» **QUOTED PASSAGE**:
=====

What if I shot a spitball in your eye and then broke a water balloon over your head and you fell to the ground and shot yourself?


----------



## ted_BSR

atlashunter said:


> Can't speak for anyone else havana but I can tell you it saddens me to see good people so completely duped live their life believing a pack of lies and thinking so ill of others that don't share their beliefs as to think not only that they will burn for eternity but that they actually _deserve_ to burn for eternity. That truly saddens me.



Atlas, I don't think ill of you because you do not share my beliefs. If I do think ill of you (which isn't likely, I don't think about you very often), it would be because of how you treat people who don't have the same beliefs as you on this forum.

As for the "deserving" part, I believe we all (believers and non-believers) fall into that category.

Curious, why does it make you sad?


----------



## TripleXBullies

I have been out of town without internet for over the last week... I can't believe this thread is still going on... When I left, I thought everyone had agreed to disagree.. Interesting stuff since I left.


----------



## Thanatos

TheBishop said:


> This is the most asinine statement I think I have read in this entire thread.  Proves 100%? Come on man you can't prove anything about your god 100% not even 10%?  You call my opinion ignorant.  Based on what? Your bible? Please sir do not insult common sense. When did I ever claim to have a relationship with a god? That would be a silly thing since I am now an agnostic.  I might at one time had a belief in a religion, but no relations.  Relation would assume some counter actions.   Never had it, never seen it, hence the reason I'm agnostic.  Can you show me anything that would even hint you have relations? Didn't think so.
> 
> Thantos, for an individual who writes with some degree of learning, I find your posts more and more insulting to thought.  Either you lack the intelligence or the willpower to see through your faulty logic.



"Proves 100%" was a dramatic statement to make a point on my part. I have said many times in the past nothing is verifiable 100%. 

This is the response I wanted from you though. I wanted you to make it clear that you never had any relationship with God and do not claim to understand the Bible. From your previous post it seemed to me that you were creating the impression that you had a through knowledge of the Bible and God. Just glad we cleared that up.

I over stepped my bounds some what, but my point still stands that you have rejected something that you have little knowledge of. I wish that you would take the time to research these topics of belief instead of sitting on an internet forum trying to pretend like you know what you are talking about. I am speaking of our theological discussions. 

Tell me this, "Has your wife ever cheated on you?" Before you give your answer I need you to find proof before you respond. *I do not want your opinion*. I need hard palpable evidence that your wife has never cheated on you.

=====

» **DATA EXTRACT**:
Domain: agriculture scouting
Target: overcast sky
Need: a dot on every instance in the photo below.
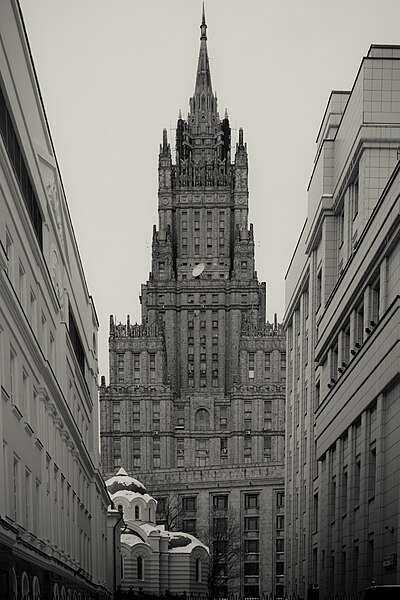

=====

» **WHAT TO PRODUCE**:
Copy word for word the part of the forum thread about belief that opens with the words containing "I have been" and closes with "Didn't think so.". The material has no part in any of this.

» **COMPLETED EXERCISE**:
I have been out of town without internet for over the last week... I can't believe this thread is still going on... When I left, I thought everyone had agreed to disagree.. Interesting stuff since I left.


----------



## Thanatos

TheBishop said:


> This is the most asinine statement I think I have read in this entire thread.  Proves 100%? Come on man you can't prove anything about your god 100% not even 10%?  You call my opinion ignorant.  Based on what? Your bible? Please sir do not insult common sense. When did I ever claim to have a relationship with a god? That would be a silly thing since I am now an agnostic.  I might at one time had a belief in a religion, but no relations.  Relation would assume some counter actions.   Never had it, never seen it, hence the reason I'm agnostic.  Can you show me anything that would even hint you have relations? Didn't think so.